- **LISTED ENTRIES**:
--- --- ---

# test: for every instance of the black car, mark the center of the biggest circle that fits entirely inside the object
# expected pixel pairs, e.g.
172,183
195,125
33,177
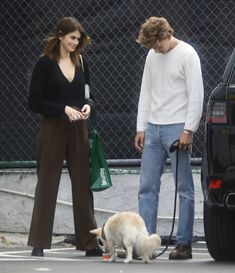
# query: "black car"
218,168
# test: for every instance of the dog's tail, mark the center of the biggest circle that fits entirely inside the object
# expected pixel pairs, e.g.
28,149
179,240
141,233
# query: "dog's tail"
147,244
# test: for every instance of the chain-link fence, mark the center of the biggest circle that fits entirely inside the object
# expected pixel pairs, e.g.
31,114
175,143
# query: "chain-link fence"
116,61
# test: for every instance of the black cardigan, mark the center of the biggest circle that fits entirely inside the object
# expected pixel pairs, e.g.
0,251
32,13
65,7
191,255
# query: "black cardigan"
50,91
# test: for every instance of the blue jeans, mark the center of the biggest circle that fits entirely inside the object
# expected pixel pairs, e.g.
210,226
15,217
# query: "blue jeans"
158,139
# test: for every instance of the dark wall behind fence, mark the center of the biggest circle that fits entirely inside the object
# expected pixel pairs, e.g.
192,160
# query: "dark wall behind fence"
116,61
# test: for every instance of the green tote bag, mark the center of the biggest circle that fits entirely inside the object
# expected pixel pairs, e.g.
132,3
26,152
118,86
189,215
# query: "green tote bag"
100,178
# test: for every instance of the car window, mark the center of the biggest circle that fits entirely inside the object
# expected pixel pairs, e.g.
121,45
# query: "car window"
232,82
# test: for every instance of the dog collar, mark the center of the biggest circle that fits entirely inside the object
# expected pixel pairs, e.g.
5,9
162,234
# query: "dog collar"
102,233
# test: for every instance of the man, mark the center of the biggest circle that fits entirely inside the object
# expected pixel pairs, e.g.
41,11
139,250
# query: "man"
170,108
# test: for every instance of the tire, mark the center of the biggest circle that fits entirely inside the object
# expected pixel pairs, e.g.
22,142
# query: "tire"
219,227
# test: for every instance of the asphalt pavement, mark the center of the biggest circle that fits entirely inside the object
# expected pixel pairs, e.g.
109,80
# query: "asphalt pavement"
15,257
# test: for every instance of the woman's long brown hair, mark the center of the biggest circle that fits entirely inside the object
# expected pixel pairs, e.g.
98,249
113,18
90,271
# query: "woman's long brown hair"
62,28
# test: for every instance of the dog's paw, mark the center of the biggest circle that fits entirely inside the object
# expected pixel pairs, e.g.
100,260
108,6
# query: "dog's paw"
127,261
112,259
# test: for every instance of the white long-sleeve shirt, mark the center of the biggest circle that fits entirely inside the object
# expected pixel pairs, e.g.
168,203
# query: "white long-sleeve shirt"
172,88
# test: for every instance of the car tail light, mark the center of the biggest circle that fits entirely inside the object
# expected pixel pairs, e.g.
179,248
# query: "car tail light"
215,184
217,113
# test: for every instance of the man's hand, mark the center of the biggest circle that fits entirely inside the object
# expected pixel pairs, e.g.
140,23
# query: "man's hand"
139,141
186,140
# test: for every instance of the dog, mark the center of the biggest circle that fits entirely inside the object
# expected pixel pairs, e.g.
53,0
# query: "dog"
127,230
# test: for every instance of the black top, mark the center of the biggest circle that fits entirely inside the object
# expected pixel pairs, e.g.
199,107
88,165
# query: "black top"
50,91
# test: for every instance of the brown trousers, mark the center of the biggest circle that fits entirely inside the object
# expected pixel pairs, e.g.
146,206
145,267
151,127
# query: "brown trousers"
60,139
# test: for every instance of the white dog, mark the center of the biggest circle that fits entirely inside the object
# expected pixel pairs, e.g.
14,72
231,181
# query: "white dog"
127,230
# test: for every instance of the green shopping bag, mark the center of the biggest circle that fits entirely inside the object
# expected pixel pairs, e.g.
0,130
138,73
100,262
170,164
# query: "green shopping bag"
100,178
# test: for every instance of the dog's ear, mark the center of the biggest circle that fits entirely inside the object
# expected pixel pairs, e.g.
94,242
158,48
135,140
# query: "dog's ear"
96,232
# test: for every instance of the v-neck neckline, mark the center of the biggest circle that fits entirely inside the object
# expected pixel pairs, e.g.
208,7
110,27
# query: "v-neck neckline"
65,76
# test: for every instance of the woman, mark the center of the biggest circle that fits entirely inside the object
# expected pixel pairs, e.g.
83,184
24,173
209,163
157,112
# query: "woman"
57,93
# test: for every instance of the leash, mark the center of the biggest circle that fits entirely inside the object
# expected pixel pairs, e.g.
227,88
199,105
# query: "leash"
174,147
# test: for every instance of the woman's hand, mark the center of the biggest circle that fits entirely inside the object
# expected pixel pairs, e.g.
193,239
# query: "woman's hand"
86,111
73,114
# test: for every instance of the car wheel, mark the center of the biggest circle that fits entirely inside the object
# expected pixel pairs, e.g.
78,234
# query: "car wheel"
219,227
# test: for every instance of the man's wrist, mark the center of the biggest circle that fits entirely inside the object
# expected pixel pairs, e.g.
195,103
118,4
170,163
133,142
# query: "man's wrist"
188,132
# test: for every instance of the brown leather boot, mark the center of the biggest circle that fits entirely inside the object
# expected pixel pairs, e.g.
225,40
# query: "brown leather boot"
181,252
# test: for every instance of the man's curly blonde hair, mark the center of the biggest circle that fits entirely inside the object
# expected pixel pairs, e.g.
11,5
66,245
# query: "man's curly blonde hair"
153,29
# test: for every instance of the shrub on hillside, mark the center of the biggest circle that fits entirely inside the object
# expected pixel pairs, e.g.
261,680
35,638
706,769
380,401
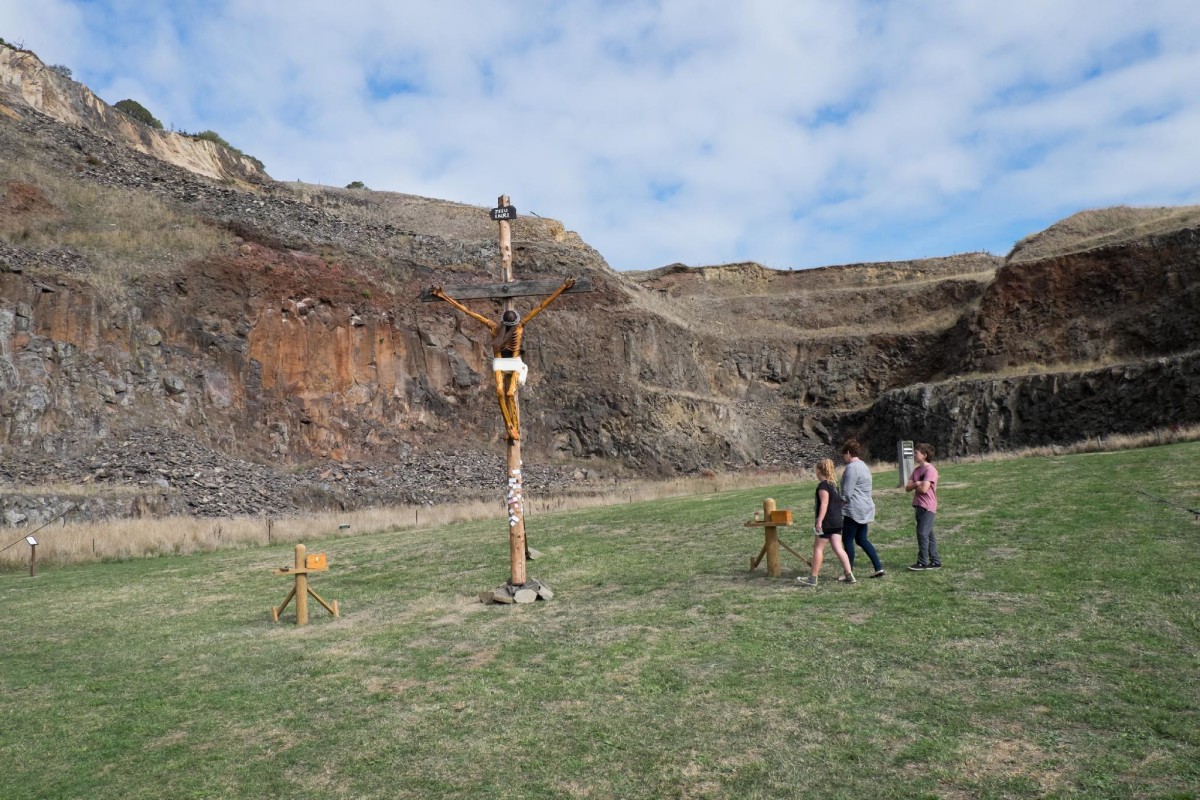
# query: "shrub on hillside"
138,112
215,138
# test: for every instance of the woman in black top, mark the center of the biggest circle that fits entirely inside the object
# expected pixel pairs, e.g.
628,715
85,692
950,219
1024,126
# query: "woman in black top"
827,525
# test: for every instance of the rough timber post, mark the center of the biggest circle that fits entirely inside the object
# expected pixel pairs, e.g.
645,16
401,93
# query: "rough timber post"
515,476
772,539
301,587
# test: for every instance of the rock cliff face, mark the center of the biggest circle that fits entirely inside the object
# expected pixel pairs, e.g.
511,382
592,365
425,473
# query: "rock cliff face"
279,329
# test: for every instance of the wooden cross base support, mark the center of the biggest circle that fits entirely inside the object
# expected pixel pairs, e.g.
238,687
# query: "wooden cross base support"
527,593
771,522
301,590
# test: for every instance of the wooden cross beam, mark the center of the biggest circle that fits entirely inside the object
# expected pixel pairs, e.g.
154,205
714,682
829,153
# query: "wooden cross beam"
505,290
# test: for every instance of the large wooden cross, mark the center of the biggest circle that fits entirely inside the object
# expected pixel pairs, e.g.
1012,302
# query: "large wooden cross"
507,364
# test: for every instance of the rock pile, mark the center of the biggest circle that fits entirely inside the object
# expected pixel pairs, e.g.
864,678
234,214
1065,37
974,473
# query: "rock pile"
174,474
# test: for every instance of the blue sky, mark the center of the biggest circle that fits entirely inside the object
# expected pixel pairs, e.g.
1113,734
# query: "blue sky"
796,133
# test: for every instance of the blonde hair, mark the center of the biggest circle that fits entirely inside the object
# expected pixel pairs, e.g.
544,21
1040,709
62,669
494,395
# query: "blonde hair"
825,469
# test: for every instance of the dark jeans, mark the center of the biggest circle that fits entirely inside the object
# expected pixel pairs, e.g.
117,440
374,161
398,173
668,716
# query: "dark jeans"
927,542
855,533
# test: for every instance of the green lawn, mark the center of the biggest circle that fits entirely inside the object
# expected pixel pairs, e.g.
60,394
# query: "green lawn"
1057,654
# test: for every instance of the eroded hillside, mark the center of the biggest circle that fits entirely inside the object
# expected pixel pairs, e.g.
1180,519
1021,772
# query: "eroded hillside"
280,324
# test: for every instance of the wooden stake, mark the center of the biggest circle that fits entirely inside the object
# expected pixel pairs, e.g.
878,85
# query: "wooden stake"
772,537
301,588
516,476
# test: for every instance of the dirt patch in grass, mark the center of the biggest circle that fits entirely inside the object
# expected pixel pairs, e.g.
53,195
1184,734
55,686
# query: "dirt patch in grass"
1006,758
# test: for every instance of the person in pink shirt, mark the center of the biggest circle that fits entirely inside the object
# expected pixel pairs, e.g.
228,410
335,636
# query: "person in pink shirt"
924,482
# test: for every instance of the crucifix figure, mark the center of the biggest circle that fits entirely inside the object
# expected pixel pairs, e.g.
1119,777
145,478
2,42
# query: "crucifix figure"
507,365
507,335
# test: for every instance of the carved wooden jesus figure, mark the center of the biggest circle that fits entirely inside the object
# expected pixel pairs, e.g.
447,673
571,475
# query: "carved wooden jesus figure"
505,343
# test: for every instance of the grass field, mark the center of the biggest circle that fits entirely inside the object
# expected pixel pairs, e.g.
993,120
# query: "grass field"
1056,655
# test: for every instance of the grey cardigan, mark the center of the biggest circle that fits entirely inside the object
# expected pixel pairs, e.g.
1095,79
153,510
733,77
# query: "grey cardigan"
856,487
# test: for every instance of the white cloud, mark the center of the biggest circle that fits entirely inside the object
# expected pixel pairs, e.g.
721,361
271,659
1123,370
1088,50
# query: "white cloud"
792,132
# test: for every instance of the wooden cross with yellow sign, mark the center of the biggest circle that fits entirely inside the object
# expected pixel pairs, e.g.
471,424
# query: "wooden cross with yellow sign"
510,371
301,590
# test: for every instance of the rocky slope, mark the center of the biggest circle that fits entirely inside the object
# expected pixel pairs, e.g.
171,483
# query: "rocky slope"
244,346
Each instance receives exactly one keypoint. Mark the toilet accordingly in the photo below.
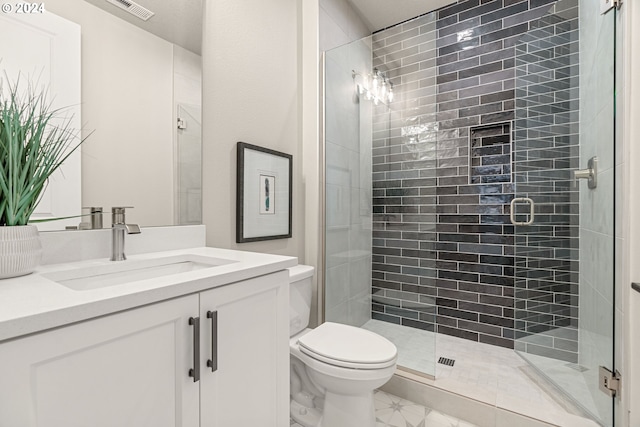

--- --- ---

- **WORK INSTRUCTION**:
The lines above from the one containing "# test: for every instance of the man, mark" through the one containing "# test: for every instance of the asphalt" are to be set down exactly, and no others.

- **TASK SOLUTION**:
# test: for every instance of the man, mark the center of the biggest circle that fits entirely inside the object
# expected pixel pairs, e.g.
41,11
139,250
# query: "man"
170,108
# test: for every instance of the tire, mark the center of the biggest circle that fits entirely inside the object
# expected pixel pairs, e.g.
22,142
# query: "tire"
219,227
# test: for every instance of the asphalt pavement, mark the center of the biggest circle that fits entirely inside the object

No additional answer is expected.